• **Exercise**
Rewrite the lines of all the entries below as one numbered list, skipping blank lines and leaving the pictures out.

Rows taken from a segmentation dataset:
= = = =
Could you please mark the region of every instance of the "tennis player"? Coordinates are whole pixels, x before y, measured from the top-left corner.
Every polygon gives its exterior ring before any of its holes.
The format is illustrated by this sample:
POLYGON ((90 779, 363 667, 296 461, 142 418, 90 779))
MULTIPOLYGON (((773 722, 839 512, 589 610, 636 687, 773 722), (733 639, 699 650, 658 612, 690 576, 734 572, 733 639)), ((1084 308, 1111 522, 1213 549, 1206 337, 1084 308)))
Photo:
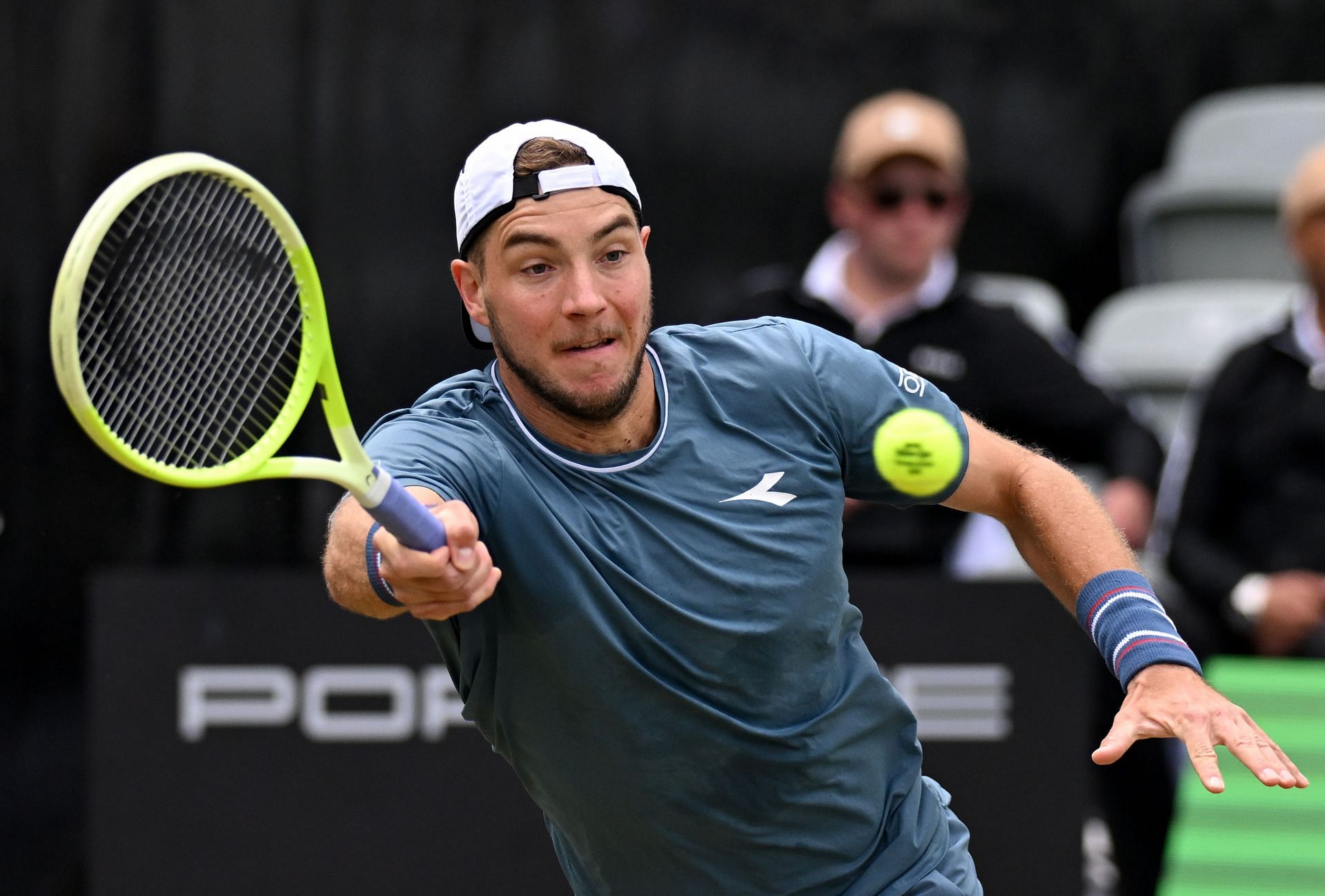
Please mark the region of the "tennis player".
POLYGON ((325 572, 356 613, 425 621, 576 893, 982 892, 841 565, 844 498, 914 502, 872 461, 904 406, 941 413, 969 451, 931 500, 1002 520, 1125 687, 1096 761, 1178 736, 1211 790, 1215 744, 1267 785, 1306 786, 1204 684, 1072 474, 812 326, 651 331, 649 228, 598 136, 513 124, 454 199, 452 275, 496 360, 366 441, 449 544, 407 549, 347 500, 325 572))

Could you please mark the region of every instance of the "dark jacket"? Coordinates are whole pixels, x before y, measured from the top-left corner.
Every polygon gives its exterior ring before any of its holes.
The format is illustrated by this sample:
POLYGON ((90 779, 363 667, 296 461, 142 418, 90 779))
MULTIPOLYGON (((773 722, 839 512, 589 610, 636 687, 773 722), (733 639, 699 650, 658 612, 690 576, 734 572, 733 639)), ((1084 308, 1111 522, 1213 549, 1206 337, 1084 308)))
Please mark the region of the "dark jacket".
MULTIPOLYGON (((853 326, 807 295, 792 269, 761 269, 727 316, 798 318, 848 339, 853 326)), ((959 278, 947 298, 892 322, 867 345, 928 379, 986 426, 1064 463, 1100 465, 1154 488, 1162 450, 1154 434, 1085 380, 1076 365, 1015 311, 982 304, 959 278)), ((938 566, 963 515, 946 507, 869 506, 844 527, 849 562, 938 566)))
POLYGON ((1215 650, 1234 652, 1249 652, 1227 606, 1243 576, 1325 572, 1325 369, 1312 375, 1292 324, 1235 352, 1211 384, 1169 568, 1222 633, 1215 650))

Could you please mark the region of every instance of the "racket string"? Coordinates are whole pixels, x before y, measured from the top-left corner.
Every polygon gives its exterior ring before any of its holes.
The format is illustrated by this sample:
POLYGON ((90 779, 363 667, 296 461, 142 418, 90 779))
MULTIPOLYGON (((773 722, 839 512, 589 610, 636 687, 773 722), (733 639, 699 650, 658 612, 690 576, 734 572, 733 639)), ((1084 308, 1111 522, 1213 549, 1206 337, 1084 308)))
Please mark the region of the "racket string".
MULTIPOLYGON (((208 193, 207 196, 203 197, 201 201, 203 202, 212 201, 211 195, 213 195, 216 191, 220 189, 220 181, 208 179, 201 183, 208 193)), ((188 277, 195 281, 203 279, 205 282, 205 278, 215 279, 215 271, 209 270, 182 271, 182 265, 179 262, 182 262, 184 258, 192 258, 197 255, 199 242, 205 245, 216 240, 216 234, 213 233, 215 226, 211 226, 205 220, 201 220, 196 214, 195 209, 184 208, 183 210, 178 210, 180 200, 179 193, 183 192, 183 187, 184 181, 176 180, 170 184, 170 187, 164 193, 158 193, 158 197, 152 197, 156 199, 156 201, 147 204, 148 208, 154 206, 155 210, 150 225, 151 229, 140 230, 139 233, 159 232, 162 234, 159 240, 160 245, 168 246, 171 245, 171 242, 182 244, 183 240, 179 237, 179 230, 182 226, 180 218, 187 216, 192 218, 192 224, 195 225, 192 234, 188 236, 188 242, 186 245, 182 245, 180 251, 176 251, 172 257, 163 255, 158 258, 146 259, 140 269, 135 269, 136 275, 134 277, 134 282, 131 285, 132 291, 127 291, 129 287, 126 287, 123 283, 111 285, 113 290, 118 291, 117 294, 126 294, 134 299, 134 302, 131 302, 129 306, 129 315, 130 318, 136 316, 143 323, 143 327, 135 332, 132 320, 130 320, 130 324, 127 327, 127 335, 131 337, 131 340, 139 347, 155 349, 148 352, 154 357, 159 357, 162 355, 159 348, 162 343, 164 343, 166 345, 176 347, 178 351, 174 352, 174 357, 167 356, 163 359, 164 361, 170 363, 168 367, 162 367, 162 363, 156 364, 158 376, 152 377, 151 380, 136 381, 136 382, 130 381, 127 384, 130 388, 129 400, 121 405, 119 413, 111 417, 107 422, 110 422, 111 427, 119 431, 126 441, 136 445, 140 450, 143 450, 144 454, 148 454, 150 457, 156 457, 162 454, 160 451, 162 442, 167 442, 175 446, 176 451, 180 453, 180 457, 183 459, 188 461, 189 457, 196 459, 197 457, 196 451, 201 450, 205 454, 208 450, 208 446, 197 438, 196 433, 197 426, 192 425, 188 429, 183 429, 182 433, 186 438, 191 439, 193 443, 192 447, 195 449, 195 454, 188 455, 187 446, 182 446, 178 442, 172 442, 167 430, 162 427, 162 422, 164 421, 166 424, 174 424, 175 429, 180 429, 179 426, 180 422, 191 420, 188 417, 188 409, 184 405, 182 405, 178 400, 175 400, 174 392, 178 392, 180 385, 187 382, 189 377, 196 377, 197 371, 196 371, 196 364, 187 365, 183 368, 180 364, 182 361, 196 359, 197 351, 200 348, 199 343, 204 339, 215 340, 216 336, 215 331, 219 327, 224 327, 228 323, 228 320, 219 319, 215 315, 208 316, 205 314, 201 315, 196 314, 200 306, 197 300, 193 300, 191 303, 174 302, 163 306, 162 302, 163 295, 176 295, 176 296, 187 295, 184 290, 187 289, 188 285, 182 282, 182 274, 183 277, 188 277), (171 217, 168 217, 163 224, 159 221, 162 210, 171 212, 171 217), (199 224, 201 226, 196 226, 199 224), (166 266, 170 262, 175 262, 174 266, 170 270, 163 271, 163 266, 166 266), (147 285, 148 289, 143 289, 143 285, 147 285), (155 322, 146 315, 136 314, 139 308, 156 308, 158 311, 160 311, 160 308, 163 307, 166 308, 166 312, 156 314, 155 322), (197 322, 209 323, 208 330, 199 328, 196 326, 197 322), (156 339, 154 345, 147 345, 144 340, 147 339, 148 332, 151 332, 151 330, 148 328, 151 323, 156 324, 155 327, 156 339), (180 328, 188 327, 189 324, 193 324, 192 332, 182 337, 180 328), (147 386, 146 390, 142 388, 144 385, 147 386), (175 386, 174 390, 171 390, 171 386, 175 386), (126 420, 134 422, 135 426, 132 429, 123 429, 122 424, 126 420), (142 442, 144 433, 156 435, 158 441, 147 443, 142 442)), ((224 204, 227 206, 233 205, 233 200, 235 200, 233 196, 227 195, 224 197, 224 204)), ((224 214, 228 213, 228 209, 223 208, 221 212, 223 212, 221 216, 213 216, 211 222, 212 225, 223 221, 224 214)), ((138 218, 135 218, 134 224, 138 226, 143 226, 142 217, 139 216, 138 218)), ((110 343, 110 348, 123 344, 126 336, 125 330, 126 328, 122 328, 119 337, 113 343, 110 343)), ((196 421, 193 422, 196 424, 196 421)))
= = = =
• **Answer**
1. Could you please mark the region of every instance of the "tennis player"? Coordinates are whole pixels, x before y, measured from the top-left corner.
2. Every polygon gives its exterior ring before any of its holes.
3. The format is illustrated by this sample:
4. POLYGON ((90 779, 363 667, 296 461, 142 418, 90 779))
5. MULTIPOLYGON (((773 722, 839 512, 589 610, 636 687, 773 722), (733 639, 699 650, 658 612, 690 576, 734 572, 733 639)), ((1084 308, 1111 522, 1213 549, 1206 337, 1084 308)))
6. Photo:
7. Please mark the region of the "tennis player".
8. POLYGON ((325 572, 356 613, 425 621, 576 893, 982 892, 841 565, 844 498, 914 502, 872 461, 904 406, 941 413, 969 451, 931 500, 1002 520, 1125 687, 1096 761, 1178 736, 1211 790, 1215 744, 1267 785, 1306 786, 1204 684, 1072 474, 812 326, 651 331, 649 228, 598 136, 513 124, 454 199, 452 275, 496 360, 366 441, 449 544, 407 549, 347 500, 325 572))
9. Could you please mark the region of every instance of the "dark jacket"? Coordinates are whole pixels, x before y, measured from the top-left corner.
10. Every polygon gives its exterior ring before any of its holes.
11. The format is illustrated by this sample:
12. POLYGON ((90 779, 363 667, 296 461, 142 418, 90 779))
13. MULTIPOLYGON (((773 722, 839 512, 589 610, 636 687, 773 722), (733 639, 699 650, 658 612, 690 576, 734 572, 733 639)), ((1084 308, 1111 522, 1213 549, 1206 337, 1084 308)))
14. Please mark the region of the "dark jacket".
15. MULTIPOLYGON (((853 326, 807 295, 792 269, 761 269, 727 316, 798 318, 848 339, 853 326)), ((959 278, 947 298, 892 322, 867 345, 928 379, 986 426, 1064 463, 1100 465, 1154 488, 1162 450, 1154 434, 1085 380, 1076 365, 1015 311, 982 304, 959 278)), ((938 566, 963 515, 946 507, 869 506, 844 527, 849 562, 938 566)))
16. POLYGON ((1215 650, 1234 652, 1249 652, 1227 606, 1243 576, 1325 572, 1325 369, 1312 375, 1292 324, 1235 352, 1211 384, 1169 568, 1222 633, 1215 650))
17. Could you please mark the region of every instance of the "racket string"? Coordinates are whole pixels, x before y, measured from the top-left corner.
18. Every polygon gives its exterior ring before any of its holes.
19. The format is illustrated by this sample:
20. POLYGON ((90 779, 363 667, 296 461, 142 418, 90 779))
21. MULTIPOLYGON (((773 722, 839 512, 589 610, 636 687, 773 722), (733 639, 699 650, 658 612, 690 576, 734 572, 733 639)), ((1084 308, 1111 522, 1213 549, 1206 337, 1084 308)))
22. Please mark the region of the "racket string".
23. MULTIPOLYGON (((208 193, 207 196, 203 197, 201 201, 203 202, 212 201, 211 195, 213 195, 216 191, 220 189, 220 181, 208 179, 201 183, 208 193)), ((188 277, 195 281, 203 279, 205 282, 205 278, 215 279, 215 271, 209 270, 182 271, 182 265, 179 262, 182 262, 184 258, 192 258, 197 255, 199 242, 205 245, 216 240, 216 234, 213 233, 215 226, 211 226, 205 220, 201 220, 196 214, 195 209, 184 208, 183 210, 178 210, 180 200, 179 193, 183 192, 183 187, 184 181, 176 180, 170 184, 170 187, 164 193, 158 193, 158 197, 152 197, 156 199, 156 201, 147 204, 148 208, 154 206, 155 210, 150 225, 151 229, 140 230, 139 233, 159 232, 162 234, 159 240, 160 245, 168 246, 171 245, 171 242, 182 244, 183 240, 179 237, 179 230, 182 226, 180 218, 187 216, 192 218, 192 224, 195 225, 192 234, 188 236, 188 242, 186 245, 182 245, 180 251, 176 251, 172 257, 163 255, 158 258, 146 259, 140 269, 135 269, 136 275, 134 277, 134 282, 131 285, 132 291, 127 291, 129 287, 126 287, 123 283, 111 285, 113 290, 118 291, 117 294, 126 294, 134 299, 134 302, 131 302, 129 306, 129 315, 130 318, 136 316, 143 323, 143 327, 135 332, 132 320, 130 320, 130 324, 127 327, 127 335, 131 337, 131 340, 139 347, 155 349, 148 352, 154 357, 159 357, 162 355, 159 348, 162 343, 164 343, 166 345, 176 347, 178 351, 174 352, 174 357, 167 356, 163 359, 164 361, 170 363, 168 367, 162 367, 162 363, 156 364, 158 376, 152 377, 151 380, 136 381, 136 382, 130 381, 127 384, 130 388, 129 400, 121 405, 119 413, 111 417, 107 422, 110 422, 111 427, 119 431, 126 441, 136 445, 140 450, 143 450, 144 454, 148 454, 150 457, 156 457, 162 454, 160 451, 162 442, 167 442, 175 446, 176 451, 180 453, 180 457, 183 459, 188 461, 189 457, 196 459, 197 457, 196 451, 201 450, 205 454, 208 450, 208 446, 197 438, 196 433, 197 426, 192 425, 188 429, 183 429, 182 433, 186 438, 191 439, 193 443, 192 447, 195 449, 195 454, 188 455, 187 446, 182 446, 178 442, 172 442, 167 430, 162 427, 162 422, 164 421, 166 424, 174 424, 175 429, 180 429, 179 426, 180 422, 191 420, 188 417, 188 409, 184 405, 182 405, 178 400, 175 400, 174 392, 178 392, 180 385, 187 382, 189 377, 196 377, 197 371, 196 371, 196 364, 187 365, 183 368, 180 364, 182 361, 196 359, 197 351, 200 348, 199 343, 204 339, 215 340, 216 336, 215 331, 219 327, 224 327, 228 323, 228 320, 219 319, 215 315, 208 316, 205 314, 201 315, 196 314, 200 306, 197 300, 193 300, 191 303, 174 302, 163 306, 162 302, 163 295, 176 295, 176 296, 187 295, 184 290, 187 289, 188 285, 182 282, 182 274, 183 277, 188 277), (171 217, 168 217, 163 224, 159 221, 162 210, 171 212, 171 217), (199 224, 201 226, 196 226, 199 224), (166 266, 170 262, 175 262, 174 266, 170 270, 163 271, 163 266, 166 266), (147 285, 148 289, 143 289, 143 285, 147 285), (155 322, 146 315, 136 314, 139 308, 156 308, 158 311, 160 311, 160 308, 163 307, 166 308, 166 312, 156 314, 155 322), (197 322, 209 323, 208 330, 199 328, 196 326, 197 322), (156 339, 154 345, 147 345, 144 340, 147 339, 148 332, 151 332, 151 330, 148 328, 151 323, 156 324, 155 327, 156 339), (180 328, 188 327, 189 324, 193 324, 192 332, 182 337, 180 328), (147 386, 146 390, 142 388, 144 385, 147 386), (175 386, 174 390, 171 390, 171 386, 175 386), (126 420, 134 422, 135 426, 132 429, 123 429, 122 424, 126 420), (142 442, 144 433, 156 435, 158 441, 147 443, 142 442)), ((224 204, 227 206, 233 205, 233 200, 235 200, 233 196, 227 195, 224 197, 224 204)), ((224 214, 228 213, 228 209, 223 208, 221 212, 223 212, 221 216, 213 216, 211 222, 212 225, 223 221, 224 214)), ((138 218, 135 218, 134 224, 138 226, 143 226, 142 217, 139 216, 138 218)), ((110 343, 110 348, 123 344, 126 336, 125 330, 126 328, 122 328, 119 337, 113 343, 110 343)), ((196 421, 193 422, 196 424, 196 421)))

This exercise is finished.